● What is asked
Swap "Mark" for "Locate" in the data from the line with "red car on this photo." to the line with "<point>134,310</point>", and write out only those lines with nothing else changed.

● Given data
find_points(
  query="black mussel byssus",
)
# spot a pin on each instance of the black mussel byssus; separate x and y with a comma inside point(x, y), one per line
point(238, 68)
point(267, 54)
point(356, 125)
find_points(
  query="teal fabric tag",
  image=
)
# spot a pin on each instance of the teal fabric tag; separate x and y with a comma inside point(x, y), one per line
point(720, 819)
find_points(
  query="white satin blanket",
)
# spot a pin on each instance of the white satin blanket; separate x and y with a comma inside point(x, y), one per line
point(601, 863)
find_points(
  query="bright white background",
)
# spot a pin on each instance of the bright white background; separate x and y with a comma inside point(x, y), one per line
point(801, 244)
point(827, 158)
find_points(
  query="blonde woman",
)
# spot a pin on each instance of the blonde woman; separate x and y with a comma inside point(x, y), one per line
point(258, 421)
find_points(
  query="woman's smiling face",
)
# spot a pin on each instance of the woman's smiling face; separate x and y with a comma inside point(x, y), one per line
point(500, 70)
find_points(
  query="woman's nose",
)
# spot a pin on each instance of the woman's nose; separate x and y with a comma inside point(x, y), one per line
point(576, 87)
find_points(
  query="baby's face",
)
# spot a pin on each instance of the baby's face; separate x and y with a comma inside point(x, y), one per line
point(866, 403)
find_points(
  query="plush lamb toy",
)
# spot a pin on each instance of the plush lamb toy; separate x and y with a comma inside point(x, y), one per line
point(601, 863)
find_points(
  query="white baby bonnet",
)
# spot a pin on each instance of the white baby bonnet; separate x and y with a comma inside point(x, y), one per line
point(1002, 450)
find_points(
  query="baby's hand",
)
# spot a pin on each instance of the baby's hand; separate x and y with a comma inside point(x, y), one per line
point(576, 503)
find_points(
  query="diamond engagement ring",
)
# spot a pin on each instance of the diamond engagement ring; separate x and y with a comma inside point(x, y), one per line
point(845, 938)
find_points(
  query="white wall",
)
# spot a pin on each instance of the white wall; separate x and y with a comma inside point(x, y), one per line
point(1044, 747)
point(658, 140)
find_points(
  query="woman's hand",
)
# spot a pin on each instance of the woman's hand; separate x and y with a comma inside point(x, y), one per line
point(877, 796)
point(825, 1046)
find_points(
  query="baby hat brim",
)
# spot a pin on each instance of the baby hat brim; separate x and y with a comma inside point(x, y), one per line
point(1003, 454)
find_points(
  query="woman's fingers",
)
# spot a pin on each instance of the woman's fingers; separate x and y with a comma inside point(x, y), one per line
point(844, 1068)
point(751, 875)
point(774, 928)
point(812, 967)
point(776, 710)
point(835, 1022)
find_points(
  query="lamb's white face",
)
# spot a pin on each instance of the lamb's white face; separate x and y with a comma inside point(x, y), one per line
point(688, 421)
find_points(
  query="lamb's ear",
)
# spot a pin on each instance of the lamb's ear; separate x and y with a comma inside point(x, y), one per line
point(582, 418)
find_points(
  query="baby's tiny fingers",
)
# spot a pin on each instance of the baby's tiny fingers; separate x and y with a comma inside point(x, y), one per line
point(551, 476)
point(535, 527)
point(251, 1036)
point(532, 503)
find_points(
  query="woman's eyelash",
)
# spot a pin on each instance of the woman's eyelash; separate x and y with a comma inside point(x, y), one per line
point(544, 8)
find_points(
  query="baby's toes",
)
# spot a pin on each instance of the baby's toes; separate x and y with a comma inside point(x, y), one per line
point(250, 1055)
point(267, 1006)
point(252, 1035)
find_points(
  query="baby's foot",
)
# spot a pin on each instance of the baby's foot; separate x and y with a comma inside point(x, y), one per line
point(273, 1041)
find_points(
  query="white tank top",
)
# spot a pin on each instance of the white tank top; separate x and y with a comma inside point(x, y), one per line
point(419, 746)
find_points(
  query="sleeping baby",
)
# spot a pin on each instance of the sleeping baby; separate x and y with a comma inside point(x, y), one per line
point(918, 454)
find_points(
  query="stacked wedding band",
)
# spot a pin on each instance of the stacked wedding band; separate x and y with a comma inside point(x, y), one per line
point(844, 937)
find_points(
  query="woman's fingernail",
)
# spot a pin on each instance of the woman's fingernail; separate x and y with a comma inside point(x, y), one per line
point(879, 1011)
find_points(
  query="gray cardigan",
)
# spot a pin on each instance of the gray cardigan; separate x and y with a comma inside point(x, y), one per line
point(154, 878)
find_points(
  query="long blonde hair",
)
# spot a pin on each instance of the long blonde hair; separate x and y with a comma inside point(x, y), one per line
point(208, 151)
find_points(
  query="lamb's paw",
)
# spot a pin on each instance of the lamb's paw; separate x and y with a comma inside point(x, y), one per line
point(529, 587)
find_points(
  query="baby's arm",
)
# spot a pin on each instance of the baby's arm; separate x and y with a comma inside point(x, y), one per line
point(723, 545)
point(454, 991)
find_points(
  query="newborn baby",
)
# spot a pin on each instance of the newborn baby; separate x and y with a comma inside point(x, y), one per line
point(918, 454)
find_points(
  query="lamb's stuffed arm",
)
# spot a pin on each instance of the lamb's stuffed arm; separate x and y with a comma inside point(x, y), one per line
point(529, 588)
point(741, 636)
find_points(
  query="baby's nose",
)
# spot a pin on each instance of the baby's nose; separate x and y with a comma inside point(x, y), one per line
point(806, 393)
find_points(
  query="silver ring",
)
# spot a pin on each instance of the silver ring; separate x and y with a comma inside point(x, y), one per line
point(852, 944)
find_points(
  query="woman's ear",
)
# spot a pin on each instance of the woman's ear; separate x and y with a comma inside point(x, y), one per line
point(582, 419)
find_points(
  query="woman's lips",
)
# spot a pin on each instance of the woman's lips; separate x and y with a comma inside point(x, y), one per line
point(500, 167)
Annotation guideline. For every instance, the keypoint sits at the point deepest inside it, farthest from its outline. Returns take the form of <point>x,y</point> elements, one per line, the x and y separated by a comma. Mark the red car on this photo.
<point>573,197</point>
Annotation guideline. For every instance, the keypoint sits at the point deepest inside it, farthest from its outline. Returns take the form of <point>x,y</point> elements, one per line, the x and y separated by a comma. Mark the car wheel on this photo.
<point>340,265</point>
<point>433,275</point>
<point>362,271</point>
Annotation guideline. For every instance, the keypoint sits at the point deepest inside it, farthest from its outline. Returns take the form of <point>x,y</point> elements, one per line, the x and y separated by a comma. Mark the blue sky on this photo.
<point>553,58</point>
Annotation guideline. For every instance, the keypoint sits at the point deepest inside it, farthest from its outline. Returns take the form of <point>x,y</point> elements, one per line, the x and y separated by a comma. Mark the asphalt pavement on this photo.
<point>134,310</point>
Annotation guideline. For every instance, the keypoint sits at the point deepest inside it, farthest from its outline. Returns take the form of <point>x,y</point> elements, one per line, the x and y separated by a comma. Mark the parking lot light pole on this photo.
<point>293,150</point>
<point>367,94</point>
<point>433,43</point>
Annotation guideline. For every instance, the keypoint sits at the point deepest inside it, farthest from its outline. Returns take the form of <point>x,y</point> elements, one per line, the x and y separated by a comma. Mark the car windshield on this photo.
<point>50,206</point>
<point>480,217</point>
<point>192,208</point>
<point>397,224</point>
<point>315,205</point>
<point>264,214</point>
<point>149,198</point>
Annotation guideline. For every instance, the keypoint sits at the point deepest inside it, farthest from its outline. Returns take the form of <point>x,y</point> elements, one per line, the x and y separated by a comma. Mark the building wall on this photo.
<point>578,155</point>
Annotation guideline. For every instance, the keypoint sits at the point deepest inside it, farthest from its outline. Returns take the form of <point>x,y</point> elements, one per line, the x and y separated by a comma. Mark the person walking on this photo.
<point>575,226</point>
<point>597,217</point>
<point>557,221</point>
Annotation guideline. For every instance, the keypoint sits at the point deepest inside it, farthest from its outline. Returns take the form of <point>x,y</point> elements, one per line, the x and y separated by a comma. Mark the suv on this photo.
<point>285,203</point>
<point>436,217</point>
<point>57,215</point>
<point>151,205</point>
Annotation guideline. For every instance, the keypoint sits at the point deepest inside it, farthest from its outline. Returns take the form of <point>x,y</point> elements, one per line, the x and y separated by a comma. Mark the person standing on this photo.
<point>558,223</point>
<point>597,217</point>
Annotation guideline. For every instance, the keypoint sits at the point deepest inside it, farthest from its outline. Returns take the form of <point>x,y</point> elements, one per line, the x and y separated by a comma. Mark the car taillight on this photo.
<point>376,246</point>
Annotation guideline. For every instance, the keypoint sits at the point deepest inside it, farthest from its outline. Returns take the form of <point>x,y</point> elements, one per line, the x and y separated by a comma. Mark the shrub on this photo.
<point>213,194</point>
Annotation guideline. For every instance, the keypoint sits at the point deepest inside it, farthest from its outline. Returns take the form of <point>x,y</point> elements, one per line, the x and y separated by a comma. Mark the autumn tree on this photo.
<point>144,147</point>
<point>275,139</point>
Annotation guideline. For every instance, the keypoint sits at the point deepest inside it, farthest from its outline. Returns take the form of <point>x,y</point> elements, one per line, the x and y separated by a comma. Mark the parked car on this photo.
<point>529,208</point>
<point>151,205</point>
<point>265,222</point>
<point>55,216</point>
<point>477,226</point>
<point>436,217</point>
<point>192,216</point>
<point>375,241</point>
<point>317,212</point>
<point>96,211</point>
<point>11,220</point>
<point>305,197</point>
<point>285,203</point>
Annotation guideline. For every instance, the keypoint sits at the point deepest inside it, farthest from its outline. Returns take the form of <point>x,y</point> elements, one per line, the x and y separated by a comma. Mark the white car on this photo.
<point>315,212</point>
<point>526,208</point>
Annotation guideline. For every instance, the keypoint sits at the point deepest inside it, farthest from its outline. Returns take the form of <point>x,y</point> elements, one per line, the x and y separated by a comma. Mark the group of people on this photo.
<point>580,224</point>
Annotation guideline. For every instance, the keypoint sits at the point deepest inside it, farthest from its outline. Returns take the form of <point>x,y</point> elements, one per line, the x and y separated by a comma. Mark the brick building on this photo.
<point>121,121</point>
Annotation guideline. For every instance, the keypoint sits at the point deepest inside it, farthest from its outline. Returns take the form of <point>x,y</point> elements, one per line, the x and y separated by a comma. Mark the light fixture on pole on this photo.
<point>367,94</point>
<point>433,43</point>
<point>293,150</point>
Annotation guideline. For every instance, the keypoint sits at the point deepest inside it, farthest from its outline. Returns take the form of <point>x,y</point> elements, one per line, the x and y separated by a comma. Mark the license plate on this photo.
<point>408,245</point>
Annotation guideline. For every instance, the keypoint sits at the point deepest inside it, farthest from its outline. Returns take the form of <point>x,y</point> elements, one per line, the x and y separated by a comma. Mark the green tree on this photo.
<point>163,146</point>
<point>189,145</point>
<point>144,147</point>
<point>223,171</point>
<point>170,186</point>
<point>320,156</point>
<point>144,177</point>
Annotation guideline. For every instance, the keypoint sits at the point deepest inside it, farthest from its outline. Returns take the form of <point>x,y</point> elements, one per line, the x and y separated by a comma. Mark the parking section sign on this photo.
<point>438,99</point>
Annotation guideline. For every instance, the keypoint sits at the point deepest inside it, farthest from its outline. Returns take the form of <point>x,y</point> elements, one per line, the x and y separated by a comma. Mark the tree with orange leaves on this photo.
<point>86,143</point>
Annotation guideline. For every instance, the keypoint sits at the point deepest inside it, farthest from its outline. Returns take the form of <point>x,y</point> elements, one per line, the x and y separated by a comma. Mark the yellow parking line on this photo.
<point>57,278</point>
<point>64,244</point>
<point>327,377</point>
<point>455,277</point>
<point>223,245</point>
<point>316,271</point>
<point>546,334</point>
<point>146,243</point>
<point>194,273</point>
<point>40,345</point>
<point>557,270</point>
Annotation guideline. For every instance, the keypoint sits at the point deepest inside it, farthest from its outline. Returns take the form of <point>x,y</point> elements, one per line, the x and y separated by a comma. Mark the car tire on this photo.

● Solution for this problem
Annotation guideline. For every instance, the keypoint sits at the point deepest inside it, farthest from its outline. Returns take the form of <point>x,y</point> elements, one per line, the x and y separated by a comma. Locate the red car on this photo.
<point>573,197</point>
Annotation guideline. For every instance, the keypoint sits at the point deepest inside it, farthest from its outline. Returns take the form of <point>x,y</point> elements, one per line, the x and y separated by a comma. Locate the car wheel on this photo.
<point>340,265</point>
<point>433,275</point>
<point>362,271</point>
Annotation guideline. For every instance, the keypoint sits at the point deepest inside it, farthest from its outline. Returns take the form of <point>x,y</point> elements, one per line, the x and y separated by a comma. Locate the blue sky on this photo.
<point>553,58</point>
Annotation guideline. For every instance, the keypoint sits at the point deepest inside it, farthest from its outline. Returns take the form of <point>x,y</point> elements, one per line, the x and y separated by a comma. Locate the asphalt pavement on this photo.
<point>134,310</point>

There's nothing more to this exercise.